Goal: Return every entry exactly as written.

◆ ◆ ◆ ◆

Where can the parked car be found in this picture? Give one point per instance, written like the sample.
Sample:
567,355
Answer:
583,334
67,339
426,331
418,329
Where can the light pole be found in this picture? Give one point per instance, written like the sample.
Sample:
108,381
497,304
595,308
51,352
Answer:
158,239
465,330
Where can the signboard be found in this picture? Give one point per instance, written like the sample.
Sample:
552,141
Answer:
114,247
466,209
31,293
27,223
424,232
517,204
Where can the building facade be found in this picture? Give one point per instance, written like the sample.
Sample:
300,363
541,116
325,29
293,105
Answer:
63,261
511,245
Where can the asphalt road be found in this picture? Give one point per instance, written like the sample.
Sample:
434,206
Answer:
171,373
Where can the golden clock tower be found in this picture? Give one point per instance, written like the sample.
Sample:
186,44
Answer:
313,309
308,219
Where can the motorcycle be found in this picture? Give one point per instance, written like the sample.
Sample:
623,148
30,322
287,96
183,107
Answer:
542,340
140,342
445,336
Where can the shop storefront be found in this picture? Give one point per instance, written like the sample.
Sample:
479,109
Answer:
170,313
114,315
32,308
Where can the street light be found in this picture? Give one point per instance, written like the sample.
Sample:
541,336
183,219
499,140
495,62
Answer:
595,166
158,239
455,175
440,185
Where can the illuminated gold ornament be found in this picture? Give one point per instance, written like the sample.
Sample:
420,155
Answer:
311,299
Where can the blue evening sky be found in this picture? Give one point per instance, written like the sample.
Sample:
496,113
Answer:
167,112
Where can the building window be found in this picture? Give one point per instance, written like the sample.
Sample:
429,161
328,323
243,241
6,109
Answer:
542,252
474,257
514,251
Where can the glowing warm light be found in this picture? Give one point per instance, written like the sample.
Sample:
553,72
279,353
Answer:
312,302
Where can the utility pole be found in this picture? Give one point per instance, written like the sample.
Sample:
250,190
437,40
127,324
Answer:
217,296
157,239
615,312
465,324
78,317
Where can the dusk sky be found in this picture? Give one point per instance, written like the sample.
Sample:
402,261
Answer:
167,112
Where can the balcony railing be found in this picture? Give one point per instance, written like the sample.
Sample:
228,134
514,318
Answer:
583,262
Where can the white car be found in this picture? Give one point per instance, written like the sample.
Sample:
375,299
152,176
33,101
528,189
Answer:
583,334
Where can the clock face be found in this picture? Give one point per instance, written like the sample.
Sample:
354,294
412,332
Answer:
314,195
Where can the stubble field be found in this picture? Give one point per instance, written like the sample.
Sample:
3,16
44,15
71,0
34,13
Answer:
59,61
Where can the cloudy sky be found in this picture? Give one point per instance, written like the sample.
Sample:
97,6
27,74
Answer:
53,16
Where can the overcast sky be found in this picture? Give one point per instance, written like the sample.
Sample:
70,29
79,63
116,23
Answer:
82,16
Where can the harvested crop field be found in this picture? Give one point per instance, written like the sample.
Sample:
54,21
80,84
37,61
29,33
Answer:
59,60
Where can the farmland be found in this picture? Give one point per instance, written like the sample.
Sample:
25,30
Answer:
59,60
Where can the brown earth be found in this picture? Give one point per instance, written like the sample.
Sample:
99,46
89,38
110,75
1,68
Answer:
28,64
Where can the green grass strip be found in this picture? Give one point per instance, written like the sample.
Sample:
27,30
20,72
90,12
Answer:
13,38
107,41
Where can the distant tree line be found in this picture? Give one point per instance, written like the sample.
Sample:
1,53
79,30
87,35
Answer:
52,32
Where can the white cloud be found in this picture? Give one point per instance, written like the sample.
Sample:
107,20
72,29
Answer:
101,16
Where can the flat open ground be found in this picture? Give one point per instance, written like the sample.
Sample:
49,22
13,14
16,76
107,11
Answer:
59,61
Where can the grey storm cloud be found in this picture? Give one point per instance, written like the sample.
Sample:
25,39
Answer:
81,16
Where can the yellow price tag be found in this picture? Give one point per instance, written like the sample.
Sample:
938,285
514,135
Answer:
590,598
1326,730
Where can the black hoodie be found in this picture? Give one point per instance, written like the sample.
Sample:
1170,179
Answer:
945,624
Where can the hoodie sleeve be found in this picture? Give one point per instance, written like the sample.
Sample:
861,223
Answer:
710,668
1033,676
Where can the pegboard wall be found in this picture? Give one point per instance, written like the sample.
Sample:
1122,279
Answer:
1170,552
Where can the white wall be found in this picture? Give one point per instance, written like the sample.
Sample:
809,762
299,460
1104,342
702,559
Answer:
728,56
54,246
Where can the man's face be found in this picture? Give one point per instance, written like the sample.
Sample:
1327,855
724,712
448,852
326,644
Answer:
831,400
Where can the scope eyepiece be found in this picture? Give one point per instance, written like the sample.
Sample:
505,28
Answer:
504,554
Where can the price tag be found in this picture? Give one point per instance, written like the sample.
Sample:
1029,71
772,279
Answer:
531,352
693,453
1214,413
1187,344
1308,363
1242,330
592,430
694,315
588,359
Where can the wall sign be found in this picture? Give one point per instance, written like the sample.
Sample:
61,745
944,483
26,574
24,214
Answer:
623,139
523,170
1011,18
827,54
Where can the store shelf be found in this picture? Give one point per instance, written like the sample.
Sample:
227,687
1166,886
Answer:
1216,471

◆ ◆ ◆ ◆

Solution to the exercise:
Where can the parked car be found in this picture? Give one point per instance, written like the sample.
Sample:
567,355
Answer:
583,334
67,339
426,331
418,329
Where can the light pole be found in this picture? Give one point per instance, written like the sample.
Sample:
108,381
497,304
595,308
51,352
Answer:
158,239
465,330
Where can the signboard be found in this picture? Give one point per instance, written like the sample.
Sample:
552,141
Answer:
114,247
466,209
31,293
27,223
424,232
517,204
Where can the building facade be found in this picture? Give one point per instance, written like the sample.
Sample:
300,363
541,116
325,29
293,105
Answer:
63,261
511,245
Where can the asphalt road be found in this picture? Give one point per instance, written like the sample.
Sample:
434,206
Answer:
171,373
Where can the golden clock tower be found in this picture? Give one point per instance, written like the sample.
Sample:
186,44
Answer:
313,309
308,219
Where can the motorcycle be found in this picture? Give one point per instance, written like the sample.
Sample:
623,148
30,322
287,96
183,107
Answer:
542,340
140,342
445,336
Where can the shop storefront be found in this picture? Give one point per instance, written like the sample.
Sample:
479,109
Answer:
170,313
114,315
32,308
Where can the street light be found in this picture? Give one point per instance, written like the sample.
Sample:
541,336
183,219
499,140
495,62
Answer:
595,166
158,239
455,175
440,185
Where can the illuminated gold ornament be found in this picture? Give one point per instance, written like the sample.
Sample:
420,155
Answer:
311,299
Where can the blue evening sky be found in this picture? Give one point per instance, written like the sample.
Sample:
496,113
Answer:
167,112
Where can the building window be found in this picture? Give one point per instance, written like the sample.
Sample:
429,161
328,323
243,241
6,109
Answer:
542,252
474,257
514,251
Where can the glowing warm light be found in this picture? Give one point per instance, written like the sample.
Sample:
553,72
279,353
Answer:
312,302
Where can the utility pole be found in this picture? Give one point per instance, written like the sample.
Sample:
250,190
437,40
127,324
Answer:
217,296
157,239
615,312
465,324
78,317
Where can the dusk sky be found in this picture? Give one point per instance, written like the sample.
Sample:
402,261
Answer:
167,112
Where can the balcony railing be found in this picture? Give one point per instance, written like the sample.
Sample:
228,134
514,318
Answer:
583,262
Where can the white car be found in this picture? Give one point per instance, written like the sample.
Sample:
375,299
152,176
33,101
528,189
Answer:
583,334
Where can the clock face be found in this picture? Give one point per instance, written like the sample.
Sample:
354,294
412,332
Answer:
314,195
Where can the stubble field be found in this picture? Give one point per instance, written like the sample.
Sample:
3,16
44,15
71,0
34,13
Answer:
59,61
Where can the cloudy sky be found in this picture? Give one point per instance, written like the sample.
Sample:
97,6
27,74
Answer:
53,16
Where can the overcast sky be found in this picture? Give one point per instance, written like the sample.
Sample:
70,29
79,63
116,23
Answer:
82,16
Where can the harvested crop field be found in this picture? Give one point per instance, written like the sample.
Sample:
54,21
80,84
37,61
29,33
Answer:
59,60
Where can the farmland be found in this picture? Give one point per instance, written like the sample.
Sample:
25,30
Answer:
59,60
Where can the brown earth be found in this picture? Give one point per instance, written like the sample.
Sample:
99,46
89,38
110,75
1,68
Answer:
28,64
Where can the green grass strip be found in this picture? Give one point per instance, written like the sample.
Sample:
27,30
20,72
90,12
Answer:
13,38
107,41
Where can the distant tree line be found in this picture? Give one point per instance, written like the sample.
Sample:
1,53
79,30
87,35
Answer:
52,32
Where can the white cloud be found in this picture? Give one point per instance, written like the sample.
Sample:
107,20
72,29
Answer:
101,16
Where can the flat open ground be found in this picture? Give one point per instance, written like the sample.
Sample:
49,22
13,14
16,76
107,11
Answer:
59,61
Where can the grey storm cloud be found in this picture? Give one point per instance, written like the sample.
Sample:
25,39
Answer:
81,16
Where can the yellow price tag be found in this picture? Give one point per instance, written like the sample.
Sample:
938,285
514,135
Answer:
590,598
1326,730
Where can the black hoodie be found in this picture? Give one point per instance, written like the sample.
Sample:
1170,179
Answer:
945,624
Where can the hoodie sleeve be found in this picture? Give one point per instance, written like the sample.
Sample:
861,223
Answer:
710,668
1033,676
Where can the pegboard wall be found in this picture? Give one point per instance, written like the sample.
Sample:
1122,279
Answer:
1170,552
Where can the white wall be found in this picture? Give one point per instance, written like the sample.
Sample:
809,762
299,460
1104,342
702,559
Answer:
728,56
54,246
Where can the man's face be found in this picture? Give one point per instance, written like the sample.
Sample:
1327,855
724,712
448,852
326,644
Answer:
831,400
Where can the scope eyepiece be found in this picture? Give one point per instance, written like the sample.
Sample:
505,28
Answer:
504,554
Where can the price tag be found in this picture? Give one point per instance, written like the sample.
Sample:
1029,71
772,279
Answer:
531,352
693,453
1214,413
1187,344
1308,363
1242,330
592,430
694,315
588,359
Where can the wall sign be found in this picture? Give one point per instance, written like the sample.
Sample:
61,745
944,483
26,574
24,214
Answer:
623,139
523,170
1011,18
827,54
Where can the store shelf be found in this picture? Give one point per instance, written like the sample.
Sample:
227,687
1166,886
Answer:
1216,471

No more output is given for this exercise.